• **The problem**
Word for word, print the entries that follow.

(Beginning of Recorded data)

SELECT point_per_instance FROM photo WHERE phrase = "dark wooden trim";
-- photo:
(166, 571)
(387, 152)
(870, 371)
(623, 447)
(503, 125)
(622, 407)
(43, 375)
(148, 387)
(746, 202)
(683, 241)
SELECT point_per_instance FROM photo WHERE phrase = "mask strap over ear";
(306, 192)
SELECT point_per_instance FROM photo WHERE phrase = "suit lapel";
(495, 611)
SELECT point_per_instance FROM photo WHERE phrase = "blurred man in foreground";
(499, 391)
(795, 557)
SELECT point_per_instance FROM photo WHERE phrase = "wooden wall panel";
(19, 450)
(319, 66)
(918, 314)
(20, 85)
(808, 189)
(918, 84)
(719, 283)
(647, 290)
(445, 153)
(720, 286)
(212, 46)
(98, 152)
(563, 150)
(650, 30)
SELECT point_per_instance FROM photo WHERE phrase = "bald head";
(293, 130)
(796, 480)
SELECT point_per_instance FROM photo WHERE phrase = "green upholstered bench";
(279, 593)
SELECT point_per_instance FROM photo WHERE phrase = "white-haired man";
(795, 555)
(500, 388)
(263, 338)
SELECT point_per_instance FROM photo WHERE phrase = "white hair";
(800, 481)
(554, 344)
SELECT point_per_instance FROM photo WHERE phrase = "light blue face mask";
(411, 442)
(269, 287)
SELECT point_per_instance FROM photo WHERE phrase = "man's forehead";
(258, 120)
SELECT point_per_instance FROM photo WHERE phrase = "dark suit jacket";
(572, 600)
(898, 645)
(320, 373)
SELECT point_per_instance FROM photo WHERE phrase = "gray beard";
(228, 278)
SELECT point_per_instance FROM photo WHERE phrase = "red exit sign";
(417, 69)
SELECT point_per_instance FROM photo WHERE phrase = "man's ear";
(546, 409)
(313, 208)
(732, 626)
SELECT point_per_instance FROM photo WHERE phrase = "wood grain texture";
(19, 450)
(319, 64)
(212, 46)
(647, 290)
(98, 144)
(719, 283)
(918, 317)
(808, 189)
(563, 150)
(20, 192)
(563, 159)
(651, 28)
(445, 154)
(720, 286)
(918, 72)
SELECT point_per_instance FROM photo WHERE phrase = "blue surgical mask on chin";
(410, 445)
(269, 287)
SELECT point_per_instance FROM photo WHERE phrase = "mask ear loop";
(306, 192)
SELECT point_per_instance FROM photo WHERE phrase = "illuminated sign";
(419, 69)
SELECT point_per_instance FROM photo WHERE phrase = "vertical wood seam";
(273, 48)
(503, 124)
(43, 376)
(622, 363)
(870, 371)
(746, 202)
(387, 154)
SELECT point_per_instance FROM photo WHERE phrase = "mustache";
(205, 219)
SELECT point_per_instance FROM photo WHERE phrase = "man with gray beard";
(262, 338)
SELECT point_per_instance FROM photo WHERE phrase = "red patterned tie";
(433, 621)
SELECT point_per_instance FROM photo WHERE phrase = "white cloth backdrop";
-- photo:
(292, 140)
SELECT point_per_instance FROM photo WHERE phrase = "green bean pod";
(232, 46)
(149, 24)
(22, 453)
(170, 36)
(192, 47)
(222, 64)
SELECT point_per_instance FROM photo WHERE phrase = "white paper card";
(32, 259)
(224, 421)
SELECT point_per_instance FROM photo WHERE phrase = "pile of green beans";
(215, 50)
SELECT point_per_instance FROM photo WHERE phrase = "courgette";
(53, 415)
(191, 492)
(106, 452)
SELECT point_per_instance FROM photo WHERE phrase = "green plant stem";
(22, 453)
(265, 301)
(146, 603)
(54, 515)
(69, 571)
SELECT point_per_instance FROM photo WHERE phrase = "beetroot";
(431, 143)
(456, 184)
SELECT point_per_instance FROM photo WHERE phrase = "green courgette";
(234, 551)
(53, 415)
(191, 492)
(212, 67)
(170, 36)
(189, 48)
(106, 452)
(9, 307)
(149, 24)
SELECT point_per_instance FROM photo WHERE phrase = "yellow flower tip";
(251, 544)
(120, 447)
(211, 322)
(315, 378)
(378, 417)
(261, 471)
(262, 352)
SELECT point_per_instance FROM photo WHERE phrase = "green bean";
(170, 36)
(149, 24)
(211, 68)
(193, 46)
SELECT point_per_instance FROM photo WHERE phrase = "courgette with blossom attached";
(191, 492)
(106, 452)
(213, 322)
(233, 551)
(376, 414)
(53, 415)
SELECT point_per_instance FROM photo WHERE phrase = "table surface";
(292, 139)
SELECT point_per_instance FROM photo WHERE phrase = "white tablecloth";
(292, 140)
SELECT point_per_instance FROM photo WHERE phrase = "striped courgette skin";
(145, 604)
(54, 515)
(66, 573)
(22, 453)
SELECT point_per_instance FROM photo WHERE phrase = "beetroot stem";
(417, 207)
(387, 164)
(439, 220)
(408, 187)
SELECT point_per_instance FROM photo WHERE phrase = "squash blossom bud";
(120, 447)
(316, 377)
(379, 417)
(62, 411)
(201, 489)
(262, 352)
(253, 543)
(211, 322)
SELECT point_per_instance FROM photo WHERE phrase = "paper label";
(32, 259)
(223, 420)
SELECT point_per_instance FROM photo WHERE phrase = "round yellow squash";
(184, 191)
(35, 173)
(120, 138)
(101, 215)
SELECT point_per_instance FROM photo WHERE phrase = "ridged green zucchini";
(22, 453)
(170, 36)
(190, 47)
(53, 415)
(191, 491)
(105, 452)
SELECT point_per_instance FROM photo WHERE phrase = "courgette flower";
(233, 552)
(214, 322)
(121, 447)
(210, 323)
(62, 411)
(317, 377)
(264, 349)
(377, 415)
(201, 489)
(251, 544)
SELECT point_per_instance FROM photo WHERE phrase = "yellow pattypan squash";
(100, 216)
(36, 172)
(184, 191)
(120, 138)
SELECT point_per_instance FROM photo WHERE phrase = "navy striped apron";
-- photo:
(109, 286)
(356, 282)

(End of Recorded data)

• **Response box**
SELECT point_per_instance FROM photo WHERE phrase = "dark wooden trim";
-- photo:
(166, 571)
(387, 152)
(870, 371)
(623, 447)
(503, 125)
(622, 407)
(43, 375)
(148, 387)
(746, 202)
(683, 241)
SELECT point_per_instance FROM photo WHERE phrase = "mask strap over ear";
(306, 192)
SELECT point_per_instance FROM photo WHERE phrase = "suit lapel";
(495, 611)
SELECT point_per_instance FROM photo WHERE phrase = "blurred man in foreground";
(499, 391)
(795, 557)
SELECT point_per_instance FROM photo WHERE phrase = "wooden wall panel";
(19, 450)
(319, 66)
(918, 314)
(20, 85)
(808, 189)
(918, 84)
(719, 283)
(647, 290)
(445, 153)
(720, 286)
(212, 46)
(98, 152)
(563, 150)
(650, 30)
SELECT point_per_instance FROM photo WHERE phrase = "bald head";
(293, 130)
(796, 480)
SELECT point_per_instance FROM photo WHERE phrase = "green upholstered bench";
(279, 593)
SELECT point_per_instance FROM photo WHERE phrase = "white-haired man";
(795, 555)
(500, 388)
(263, 338)
SELECT point_per_instance FROM photo WHERE phrase = "white hair";
(800, 481)
(554, 344)
SELECT point_per_instance FROM photo WHERE phrase = "light blue face mask";
(411, 442)
(269, 287)
SELECT point_per_instance FROM photo WHERE phrase = "man's forehead";
(258, 120)
SELECT point_per_instance FROM photo WHERE phrase = "dark suit jacket";
(572, 600)
(898, 645)
(320, 373)
SELECT point_per_instance FROM photo WHERE phrase = "gray beard";
(228, 278)
SELECT point_per_instance FROM photo WHERE phrase = "red exit sign";
(417, 69)
SELECT point_per_instance FROM photo WHERE phrase = "man's ear";
(546, 409)
(313, 208)
(732, 626)
SELECT point_per_instance FROM photo WHERE phrase = "wood grain texture";
(19, 450)
(319, 64)
(212, 46)
(647, 290)
(98, 144)
(719, 283)
(918, 317)
(808, 189)
(563, 150)
(20, 192)
(563, 159)
(651, 28)
(445, 154)
(720, 286)
(918, 72)
SELECT point_per_instance FROM photo WHERE phrase = "blue surgical mask on chin";
(410, 445)
(269, 287)
SELECT point_per_instance FROM photo WHERE phrase = "mask ear loop";
(306, 192)
SELECT point_per_instance FROM photo WHERE phrase = "illuminated sign";
(419, 69)
SELECT point_per_instance FROM photo WHERE phrase = "vertical wood seam";
(273, 48)
(503, 124)
(43, 376)
(622, 363)
(870, 371)
(746, 202)
(387, 154)
SELECT point_per_instance FROM photo WHERE phrase = "mustache";
(205, 219)
SELECT point_per_instance FROM photo WHERE phrase = "man with gray beard";
(262, 338)
SELECT point_per_instance FROM photo WHERE phrase = "red patterned tie";
(433, 621)
SELECT point_per_instance FROM photo WHERE phrase = "white cloth backdrop";
-- photo:
(292, 140)
SELECT point_per_instance FROM photo WHERE phrase = "green bean pod";
(232, 46)
(149, 24)
(22, 453)
(170, 36)
(192, 47)
(222, 64)
SELECT point_per_instance FROM photo WHERE phrase = "white paper card";
(32, 259)
(224, 421)
SELECT point_per_instance FROM photo WHERE phrase = "pile of green beans";
(215, 50)
SELECT point_per_instance FROM photo WHERE phrase = "courgette";
(53, 415)
(191, 492)
(106, 452)
SELECT point_per_instance FROM photo WHERE phrase = "green plant stem";
(22, 453)
(265, 301)
(146, 603)
(54, 515)
(69, 571)
SELECT point_per_instance FROM photo WHERE phrase = "beetroot";
(431, 143)
(456, 184)
SELECT point_per_instance FROM photo WHERE phrase = "green courgette";
(234, 551)
(53, 415)
(191, 492)
(212, 67)
(170, 36)
(189, 48)
(106, 452)
(9, 307)
(149, 24)
SELECT point_per_instance FROM photo WHERE phrase = "yellow flower tip";
(251, 544)
(120, 447)
(211, 322)
(315, 378)
(378, 417)
(261, 471)
(262, 352)
SELECT point_per_instance FROM photo WHERE phrase = "green bean";
(170, 36)
(149, 24)
(211, 68)
(193, 46)
SELECT point_per_instance FROM photo WHERE phrase = "courgette with blossom attached";
(191, 492)
(106, 452)
(213, 322)
(233, 551)
(376, 414)
(53, 415)
SELECT point_per_instance FROM photo WHERE phrase = "table surface";
(292, 139)
SELECT point_per_instance FROM photo WHERE phrase = "white tablecloth";
(292, 140)
SELECT point_per_instance FROM photo WHERE phrase = "striped courgette skin";
(145, 604)
(54, 515)
(66, 573)
(22, 453)
SELECT point_per_instance FROM photo WHERE phrase = "beetroot stem";
(417, 207)
(387, 164)
(439, 220)
(408, 187)
SELECT point_per_instance FROM photo WHERE phrase = "squash blossom bud";
(120, 447)
(316, 377)
(379, 417)
(62, 411)
(201, 489)
(262, 352)
(253, 543)
(211, 322)
SELECT point_per_instance FROM photo WHERE phrase = "paper label";
(32, 259)
(223, 420)
SELECT point_per_instance FROM photo WHERE phrase = "round yellow squash";
(184, 191)
(35, 173)
(120, 138)
(101, 215)
SELECT point_per_instance FROM photo WHERE phrase = "ridged green zucchini";
(22, 453)
(170, 36)
(190, 47)
(53, 415)
(191, 491)
(105, 452)
SELECT point_per_instance FROM photo WHERE phrase = "courgette flower";
(233, 552)
(214, 322)
(121, 447)
(210, 323)
(62, 411)
(317, 377)
(264, 349)
(377, 415)
(201, 489)
(251, 544)
SELECT point_per_instance FROM photo WHERE phrase = "yellow pattypan squash";
(100, 216)
(36, 172)
(184, 191)
(120, 138)
SELECT point_per_instance FROM photo WHERE phrase = "navy striped apron";
-- photo:
(109, 286)
(356, 282)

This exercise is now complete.